=== Exercise ===
Select every line of the records below that contains the word "boat" and copy each of those lines.

-------------------------

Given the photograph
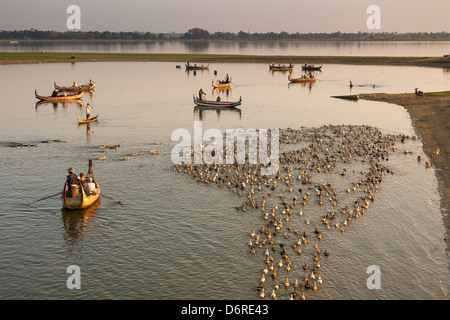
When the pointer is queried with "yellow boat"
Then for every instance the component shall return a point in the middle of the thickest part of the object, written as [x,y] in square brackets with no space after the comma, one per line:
[74,96]
[302,79]
[82,200]
[221,86]
[92,119]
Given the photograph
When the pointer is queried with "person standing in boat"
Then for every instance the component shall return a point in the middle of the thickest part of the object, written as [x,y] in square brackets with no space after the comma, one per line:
[200,94]
[72,184]
[88,110]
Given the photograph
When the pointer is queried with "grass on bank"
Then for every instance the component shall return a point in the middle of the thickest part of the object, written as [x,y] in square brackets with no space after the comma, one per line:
[36,57]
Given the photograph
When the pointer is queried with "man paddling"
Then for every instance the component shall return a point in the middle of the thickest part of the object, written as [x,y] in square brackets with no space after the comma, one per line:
[72,183]
[88,110]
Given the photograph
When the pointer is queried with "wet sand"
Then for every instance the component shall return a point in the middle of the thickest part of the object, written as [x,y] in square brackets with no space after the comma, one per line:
[431,119]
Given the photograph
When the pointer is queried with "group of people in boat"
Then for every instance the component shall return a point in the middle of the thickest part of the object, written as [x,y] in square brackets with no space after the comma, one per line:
[74,182]
[282,66]
[225,81]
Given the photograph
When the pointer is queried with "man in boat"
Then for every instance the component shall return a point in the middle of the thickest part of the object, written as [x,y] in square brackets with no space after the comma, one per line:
[82,179]
[88,110]
[72,184]
[90,187]
[200,94]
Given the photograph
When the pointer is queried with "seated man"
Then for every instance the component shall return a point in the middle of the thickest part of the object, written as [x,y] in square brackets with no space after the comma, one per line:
[90,187]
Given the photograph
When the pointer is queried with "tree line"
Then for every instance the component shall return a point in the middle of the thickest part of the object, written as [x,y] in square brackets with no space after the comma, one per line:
[202,34]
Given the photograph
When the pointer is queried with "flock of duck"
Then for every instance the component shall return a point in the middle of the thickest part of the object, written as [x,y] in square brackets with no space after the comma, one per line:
[327,178]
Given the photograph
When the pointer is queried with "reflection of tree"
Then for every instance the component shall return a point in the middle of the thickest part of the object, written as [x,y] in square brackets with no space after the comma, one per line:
[76,222]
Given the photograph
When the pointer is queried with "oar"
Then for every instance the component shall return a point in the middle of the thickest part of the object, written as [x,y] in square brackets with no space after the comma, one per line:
[45,198]
[111,198]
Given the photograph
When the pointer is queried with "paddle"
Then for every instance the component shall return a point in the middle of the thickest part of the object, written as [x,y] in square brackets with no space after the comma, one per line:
[45,198]
[111,198]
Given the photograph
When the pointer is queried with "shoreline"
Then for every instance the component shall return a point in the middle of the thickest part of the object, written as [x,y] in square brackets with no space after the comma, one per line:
[430,116]
[50,57]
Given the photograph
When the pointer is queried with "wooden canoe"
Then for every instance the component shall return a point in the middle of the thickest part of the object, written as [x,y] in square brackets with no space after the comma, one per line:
[197,67]
[84,87]
[74,96]
[91,119]
[274,67]
[302,80]
[221,86]
[82,200]
[311,67]
[216,104]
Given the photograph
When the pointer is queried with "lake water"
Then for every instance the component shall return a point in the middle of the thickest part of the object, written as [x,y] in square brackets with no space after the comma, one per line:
[302,48]
[174,238]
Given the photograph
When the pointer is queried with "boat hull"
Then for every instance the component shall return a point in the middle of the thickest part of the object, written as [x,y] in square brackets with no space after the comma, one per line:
[216,104]
[82,201]
[302,80]
[84,87]
[92,119]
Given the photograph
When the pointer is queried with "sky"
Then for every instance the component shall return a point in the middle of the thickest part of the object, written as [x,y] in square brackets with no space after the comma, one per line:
[164,16]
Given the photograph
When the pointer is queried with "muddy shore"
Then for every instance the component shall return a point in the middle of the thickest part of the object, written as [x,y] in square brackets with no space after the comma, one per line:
[430,115]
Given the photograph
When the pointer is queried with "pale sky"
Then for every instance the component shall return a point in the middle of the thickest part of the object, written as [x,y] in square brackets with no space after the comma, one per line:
[292,16]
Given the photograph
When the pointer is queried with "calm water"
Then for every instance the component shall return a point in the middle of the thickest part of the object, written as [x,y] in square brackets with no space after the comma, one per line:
[174,238]
[306,48]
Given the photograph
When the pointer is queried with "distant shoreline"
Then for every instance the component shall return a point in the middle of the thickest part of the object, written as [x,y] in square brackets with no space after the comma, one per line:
[50,57]
[430,115]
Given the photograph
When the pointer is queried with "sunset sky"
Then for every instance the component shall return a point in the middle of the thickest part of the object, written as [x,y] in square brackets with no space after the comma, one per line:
[230,16]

-------------------------

=== Problem solution ===
When the pointer is queried with "yellow boat"
When the pointer is queried with "person standing in boat"
When the pointer is queried with "group of people in boat"
When the pointer is queried with "man in boat"
When the pointer is queried with "boat hull"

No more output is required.